═══ İşlenecek kayıtlar ═══
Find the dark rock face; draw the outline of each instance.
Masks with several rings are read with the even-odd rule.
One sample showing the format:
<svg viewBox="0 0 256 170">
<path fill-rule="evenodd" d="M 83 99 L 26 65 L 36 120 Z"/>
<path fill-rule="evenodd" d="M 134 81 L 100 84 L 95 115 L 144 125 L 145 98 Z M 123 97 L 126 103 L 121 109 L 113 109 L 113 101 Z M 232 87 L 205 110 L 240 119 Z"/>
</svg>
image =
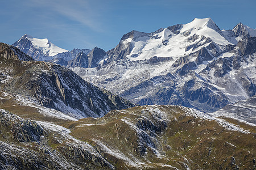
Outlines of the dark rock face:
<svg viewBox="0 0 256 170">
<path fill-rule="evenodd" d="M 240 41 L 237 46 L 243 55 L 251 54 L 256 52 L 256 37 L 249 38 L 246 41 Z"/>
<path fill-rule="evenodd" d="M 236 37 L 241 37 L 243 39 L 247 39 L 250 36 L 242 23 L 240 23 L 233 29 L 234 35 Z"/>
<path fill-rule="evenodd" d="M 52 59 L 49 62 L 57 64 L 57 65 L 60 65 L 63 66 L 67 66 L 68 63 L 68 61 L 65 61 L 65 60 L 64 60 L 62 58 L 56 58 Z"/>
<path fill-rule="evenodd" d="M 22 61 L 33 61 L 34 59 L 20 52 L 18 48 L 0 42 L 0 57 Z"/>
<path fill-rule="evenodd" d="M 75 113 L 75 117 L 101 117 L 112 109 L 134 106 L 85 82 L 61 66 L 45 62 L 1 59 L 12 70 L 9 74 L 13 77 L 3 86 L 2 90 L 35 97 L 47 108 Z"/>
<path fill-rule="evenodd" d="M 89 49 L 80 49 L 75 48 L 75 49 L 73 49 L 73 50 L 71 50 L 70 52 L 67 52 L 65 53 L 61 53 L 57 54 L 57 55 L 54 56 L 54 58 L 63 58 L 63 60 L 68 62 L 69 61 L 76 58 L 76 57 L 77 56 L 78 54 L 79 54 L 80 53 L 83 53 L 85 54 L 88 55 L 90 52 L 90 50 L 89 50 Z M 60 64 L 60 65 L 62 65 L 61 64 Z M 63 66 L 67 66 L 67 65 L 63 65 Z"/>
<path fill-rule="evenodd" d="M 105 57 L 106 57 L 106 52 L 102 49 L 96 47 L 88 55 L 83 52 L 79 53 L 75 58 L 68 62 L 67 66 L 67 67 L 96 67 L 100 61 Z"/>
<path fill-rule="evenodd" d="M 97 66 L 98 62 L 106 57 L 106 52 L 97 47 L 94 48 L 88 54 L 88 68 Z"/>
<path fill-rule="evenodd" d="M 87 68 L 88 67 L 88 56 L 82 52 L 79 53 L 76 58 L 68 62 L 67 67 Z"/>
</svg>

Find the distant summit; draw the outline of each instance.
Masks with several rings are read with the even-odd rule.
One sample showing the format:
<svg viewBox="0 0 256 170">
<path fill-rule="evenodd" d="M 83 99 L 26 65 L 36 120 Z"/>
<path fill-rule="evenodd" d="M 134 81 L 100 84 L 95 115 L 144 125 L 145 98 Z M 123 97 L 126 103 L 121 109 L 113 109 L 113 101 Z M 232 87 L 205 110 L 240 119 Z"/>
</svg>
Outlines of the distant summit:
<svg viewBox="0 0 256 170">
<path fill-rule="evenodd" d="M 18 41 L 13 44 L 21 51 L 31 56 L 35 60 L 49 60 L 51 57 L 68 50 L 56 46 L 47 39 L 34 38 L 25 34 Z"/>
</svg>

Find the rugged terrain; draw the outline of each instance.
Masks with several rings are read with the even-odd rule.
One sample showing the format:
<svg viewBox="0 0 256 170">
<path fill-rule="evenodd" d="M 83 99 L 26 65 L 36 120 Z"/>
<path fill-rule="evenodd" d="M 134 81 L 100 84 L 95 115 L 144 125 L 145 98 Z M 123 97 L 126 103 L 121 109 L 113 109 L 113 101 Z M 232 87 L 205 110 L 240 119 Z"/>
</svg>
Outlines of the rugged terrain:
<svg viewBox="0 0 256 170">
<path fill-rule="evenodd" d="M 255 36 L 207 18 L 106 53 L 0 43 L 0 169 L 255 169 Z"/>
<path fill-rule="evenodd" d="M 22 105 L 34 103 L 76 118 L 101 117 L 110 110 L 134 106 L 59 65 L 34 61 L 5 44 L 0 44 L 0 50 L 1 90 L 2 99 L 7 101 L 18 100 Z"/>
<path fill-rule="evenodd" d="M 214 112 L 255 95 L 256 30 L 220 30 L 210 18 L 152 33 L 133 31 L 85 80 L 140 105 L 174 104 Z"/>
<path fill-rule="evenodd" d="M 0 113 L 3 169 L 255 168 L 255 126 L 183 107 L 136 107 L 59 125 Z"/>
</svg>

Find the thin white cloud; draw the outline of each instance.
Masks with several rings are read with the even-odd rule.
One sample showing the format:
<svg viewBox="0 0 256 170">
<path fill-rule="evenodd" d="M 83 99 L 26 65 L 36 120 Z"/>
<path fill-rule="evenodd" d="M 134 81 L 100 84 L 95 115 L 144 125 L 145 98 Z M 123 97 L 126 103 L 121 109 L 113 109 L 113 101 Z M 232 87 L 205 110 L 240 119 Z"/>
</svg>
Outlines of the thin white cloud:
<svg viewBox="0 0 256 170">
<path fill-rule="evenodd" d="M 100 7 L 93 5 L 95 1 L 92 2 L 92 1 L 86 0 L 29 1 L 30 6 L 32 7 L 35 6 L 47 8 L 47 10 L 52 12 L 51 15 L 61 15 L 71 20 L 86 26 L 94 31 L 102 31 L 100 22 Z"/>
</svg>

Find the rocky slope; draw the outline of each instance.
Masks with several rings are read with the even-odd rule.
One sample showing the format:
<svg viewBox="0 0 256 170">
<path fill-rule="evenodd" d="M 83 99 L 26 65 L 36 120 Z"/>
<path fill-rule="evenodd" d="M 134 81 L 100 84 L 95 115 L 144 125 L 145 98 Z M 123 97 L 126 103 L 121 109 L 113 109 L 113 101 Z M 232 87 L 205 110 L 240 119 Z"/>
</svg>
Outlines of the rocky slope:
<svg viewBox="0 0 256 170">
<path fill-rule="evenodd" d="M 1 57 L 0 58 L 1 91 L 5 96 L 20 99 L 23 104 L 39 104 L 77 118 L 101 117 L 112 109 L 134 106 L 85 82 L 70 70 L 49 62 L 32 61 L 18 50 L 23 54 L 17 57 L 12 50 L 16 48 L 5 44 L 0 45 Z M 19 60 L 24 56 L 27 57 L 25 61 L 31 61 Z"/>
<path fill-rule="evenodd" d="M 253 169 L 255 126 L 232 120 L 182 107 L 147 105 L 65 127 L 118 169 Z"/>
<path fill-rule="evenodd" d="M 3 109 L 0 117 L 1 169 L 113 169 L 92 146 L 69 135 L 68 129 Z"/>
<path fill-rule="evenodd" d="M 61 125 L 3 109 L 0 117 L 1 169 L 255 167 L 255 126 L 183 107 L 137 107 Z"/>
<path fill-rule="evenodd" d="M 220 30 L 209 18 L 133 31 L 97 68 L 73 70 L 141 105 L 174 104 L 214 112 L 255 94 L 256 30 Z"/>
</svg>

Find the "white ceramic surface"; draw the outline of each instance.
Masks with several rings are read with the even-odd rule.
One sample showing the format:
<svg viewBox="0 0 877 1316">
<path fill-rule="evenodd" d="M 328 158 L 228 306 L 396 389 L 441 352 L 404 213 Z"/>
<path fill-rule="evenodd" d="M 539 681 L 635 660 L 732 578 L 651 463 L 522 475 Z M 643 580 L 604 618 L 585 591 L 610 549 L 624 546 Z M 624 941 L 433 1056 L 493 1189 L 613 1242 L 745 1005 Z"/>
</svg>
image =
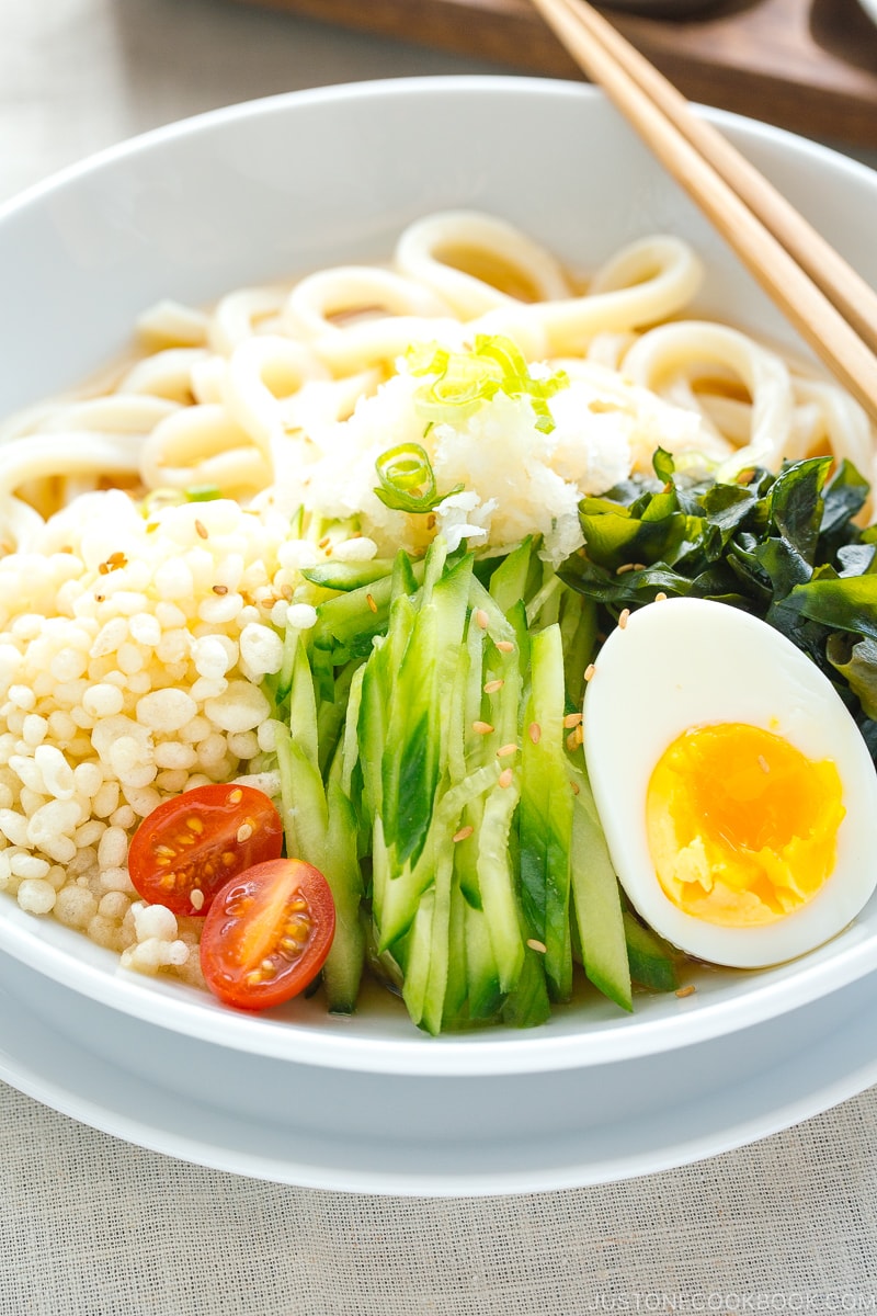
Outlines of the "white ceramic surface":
═══
_Verilen görev:_
En baştaki satırdan başlayıp "75 113 L 75" geçen satırla bitirerek bu satırları yeniden yaz; "dark rock face" yerine "gray rock face" koy, geri kalan her şeyi aynen bırak. Resimleri cevaba ekleme.

_Beklenen çıktı:_
Find the gray rock face; draw the outline of each instance.
Masks with several rings are read with the even-odd rule.
One sample showing the format:
<svg viewBox="0 0 256 170">
<path fill-rule="evenodd" d="M 83 99 L 26 65 L 36 120 Z"/>
<path fill-rule="evenodd" d="M 134 81 L 100 84 L 95 115 L 144 125 L 145 98 Z M 123 97 L 126 103 L 121 109 L 113 109 L 113 101 Z M 232 87 L 205 110 L 240 119 Z"/>
</svg>
image =
Outlines of the gray rock face:
<svg viewBox="0 0 256 170">
<path fill-rule="evenodd" d="M 240 41 L 237 46 L 243 55 L 251 54 L 256 52 L 256 37 L 249 38 L 246 41 Z"/>
<path fill-rule="evenodd" d="M 236 37 L 241 37 L 243 39 L 247 39 L 250 36 L 242 23 L 240 23 L 233 29 L 234 35 Z"/>
<path fill-rule="evenodd" d="M 52 59 L 49 62 L 57 64 L 57 65 L 60 65 L 63 66 L 67 66 L 68 63 L 68 61 L 65 61 L 65 60 L 64 60 L 62 58 L 56 58 Z"/>
<path fill-rule="evenodd" d="M 22 61 L 33 61 L 34 59 L 20 52 L 18 48 L 0 42 L 0 57 Z"/>
<path fill-rule="evenodd" d="M 75 113 L 75 117 L 101 117 L 112 109 L 134 106 L 85 82 L 61 66 L 45 62 L 1 59 L 12 70 L 9 74 L 13 77 L 3 86 L 2 90 L 35 97 L 47 108 Z"/>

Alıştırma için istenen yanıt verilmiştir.